Exercise aim:
Everything from the line containing "Put a single dot on each instance of the built-in" down to the last line of the entries below must be transcribed exactly, and nothing else.

* start Dataset extract *

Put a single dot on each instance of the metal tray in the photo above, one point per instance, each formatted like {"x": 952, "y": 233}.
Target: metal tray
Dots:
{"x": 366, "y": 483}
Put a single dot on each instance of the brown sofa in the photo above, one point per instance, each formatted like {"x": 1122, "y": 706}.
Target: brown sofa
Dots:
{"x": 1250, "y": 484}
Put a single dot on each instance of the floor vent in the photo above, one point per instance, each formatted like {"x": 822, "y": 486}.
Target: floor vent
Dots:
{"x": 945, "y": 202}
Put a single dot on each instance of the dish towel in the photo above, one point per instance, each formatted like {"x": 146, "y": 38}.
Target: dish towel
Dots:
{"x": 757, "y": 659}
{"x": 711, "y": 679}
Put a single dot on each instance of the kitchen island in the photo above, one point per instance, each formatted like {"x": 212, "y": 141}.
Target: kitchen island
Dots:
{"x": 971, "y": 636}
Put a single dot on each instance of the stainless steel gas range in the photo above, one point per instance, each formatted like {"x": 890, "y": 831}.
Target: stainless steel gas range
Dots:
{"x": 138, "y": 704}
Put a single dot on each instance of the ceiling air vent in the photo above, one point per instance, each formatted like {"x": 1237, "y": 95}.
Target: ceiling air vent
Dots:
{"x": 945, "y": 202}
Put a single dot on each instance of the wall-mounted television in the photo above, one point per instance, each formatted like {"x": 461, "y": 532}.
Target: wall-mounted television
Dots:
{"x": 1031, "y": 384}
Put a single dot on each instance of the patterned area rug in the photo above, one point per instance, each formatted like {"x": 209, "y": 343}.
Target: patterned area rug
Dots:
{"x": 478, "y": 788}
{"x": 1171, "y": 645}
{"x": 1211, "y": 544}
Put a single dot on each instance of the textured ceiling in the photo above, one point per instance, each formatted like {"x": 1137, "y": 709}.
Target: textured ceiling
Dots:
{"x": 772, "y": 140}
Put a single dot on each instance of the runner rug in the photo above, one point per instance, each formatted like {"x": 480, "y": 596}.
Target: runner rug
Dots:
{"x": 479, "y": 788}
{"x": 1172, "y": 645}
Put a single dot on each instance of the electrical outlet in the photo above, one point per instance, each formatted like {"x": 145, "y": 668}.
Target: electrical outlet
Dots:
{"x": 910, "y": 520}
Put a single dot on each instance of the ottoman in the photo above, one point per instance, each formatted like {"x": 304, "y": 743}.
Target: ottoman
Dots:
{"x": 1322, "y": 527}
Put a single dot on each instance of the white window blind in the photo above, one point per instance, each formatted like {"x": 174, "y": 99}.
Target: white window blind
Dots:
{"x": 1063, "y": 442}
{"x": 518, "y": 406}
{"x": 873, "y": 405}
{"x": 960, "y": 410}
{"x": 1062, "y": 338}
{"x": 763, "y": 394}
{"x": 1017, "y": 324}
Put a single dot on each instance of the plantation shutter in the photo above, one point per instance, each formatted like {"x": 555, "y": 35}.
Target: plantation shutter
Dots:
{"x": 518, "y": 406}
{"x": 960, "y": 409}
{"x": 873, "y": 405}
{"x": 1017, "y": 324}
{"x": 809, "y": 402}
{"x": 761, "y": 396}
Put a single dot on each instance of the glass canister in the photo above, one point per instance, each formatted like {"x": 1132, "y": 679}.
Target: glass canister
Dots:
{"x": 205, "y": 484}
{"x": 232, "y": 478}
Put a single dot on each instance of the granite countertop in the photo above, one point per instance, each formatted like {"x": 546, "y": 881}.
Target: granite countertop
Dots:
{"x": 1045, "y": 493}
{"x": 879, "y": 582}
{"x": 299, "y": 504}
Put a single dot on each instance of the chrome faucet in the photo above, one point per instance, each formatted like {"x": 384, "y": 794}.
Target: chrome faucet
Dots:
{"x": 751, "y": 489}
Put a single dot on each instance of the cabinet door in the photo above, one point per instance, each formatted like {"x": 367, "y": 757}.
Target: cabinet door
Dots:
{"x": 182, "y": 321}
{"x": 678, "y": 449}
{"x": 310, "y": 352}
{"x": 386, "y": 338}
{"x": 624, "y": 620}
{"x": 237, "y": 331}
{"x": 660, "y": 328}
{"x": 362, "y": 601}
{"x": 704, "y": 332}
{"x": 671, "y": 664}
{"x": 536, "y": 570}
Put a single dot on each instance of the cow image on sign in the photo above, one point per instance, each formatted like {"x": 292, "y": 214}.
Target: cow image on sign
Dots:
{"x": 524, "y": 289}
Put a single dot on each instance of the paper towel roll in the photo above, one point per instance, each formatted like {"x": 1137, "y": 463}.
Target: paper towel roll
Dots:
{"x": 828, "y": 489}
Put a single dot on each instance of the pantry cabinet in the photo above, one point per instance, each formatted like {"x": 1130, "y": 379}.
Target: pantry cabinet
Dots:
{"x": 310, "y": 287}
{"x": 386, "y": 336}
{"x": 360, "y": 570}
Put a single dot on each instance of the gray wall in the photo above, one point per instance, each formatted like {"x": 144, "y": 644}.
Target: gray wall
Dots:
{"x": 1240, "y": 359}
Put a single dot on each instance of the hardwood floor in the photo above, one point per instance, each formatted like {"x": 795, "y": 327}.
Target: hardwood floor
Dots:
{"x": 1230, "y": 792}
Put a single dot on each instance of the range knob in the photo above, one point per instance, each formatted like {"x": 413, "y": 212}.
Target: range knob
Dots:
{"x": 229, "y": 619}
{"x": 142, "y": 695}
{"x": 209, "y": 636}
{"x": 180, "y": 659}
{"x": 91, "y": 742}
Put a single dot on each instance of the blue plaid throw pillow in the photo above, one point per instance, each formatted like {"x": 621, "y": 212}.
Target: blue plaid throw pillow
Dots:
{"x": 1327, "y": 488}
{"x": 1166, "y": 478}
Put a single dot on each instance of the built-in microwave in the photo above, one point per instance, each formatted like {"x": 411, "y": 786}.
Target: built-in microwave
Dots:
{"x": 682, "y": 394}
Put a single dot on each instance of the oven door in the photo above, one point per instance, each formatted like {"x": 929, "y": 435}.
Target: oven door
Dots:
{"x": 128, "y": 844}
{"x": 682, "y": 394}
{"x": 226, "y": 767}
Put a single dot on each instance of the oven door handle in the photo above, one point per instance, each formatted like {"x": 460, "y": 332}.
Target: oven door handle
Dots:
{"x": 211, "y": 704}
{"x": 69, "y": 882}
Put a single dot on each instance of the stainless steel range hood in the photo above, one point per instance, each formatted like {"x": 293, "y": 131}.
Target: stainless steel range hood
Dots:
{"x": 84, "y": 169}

* end Dataset extract *

Exercise result:
Put a single dot on each instance of the built-in microwave in the photo above, one point per instance, each formatted like {"x": 411, "y": 786}.
Target: built-in microwave
Dots:
{"x": 682, "y": 394}
Put a single dot on each instance of the oven door in the photo above, one point per instance, each formatted like {"x": 929, "y": 435}.
Target: oven door
Dots:
{"x": 128, "y": 844}
{"x": 682, "y": 394}
{"x": 226, "y": 767}
Put a single dot on each instance of the oven door handle in the photo above, one point per instance, each formatted like {"x": 460, "y": 332}.
Target: oven door handle
Dots:
{"x": 211, "y": 704}
{"x": 69, "y": 882}
Put a single dot on each instance of the stainless steel range hood in the photo above, one point per instance, each formatted like {"x": 293, "y": 131}.
Target: stainless steel range hood
Dots:
{"x": 84, "y": 169}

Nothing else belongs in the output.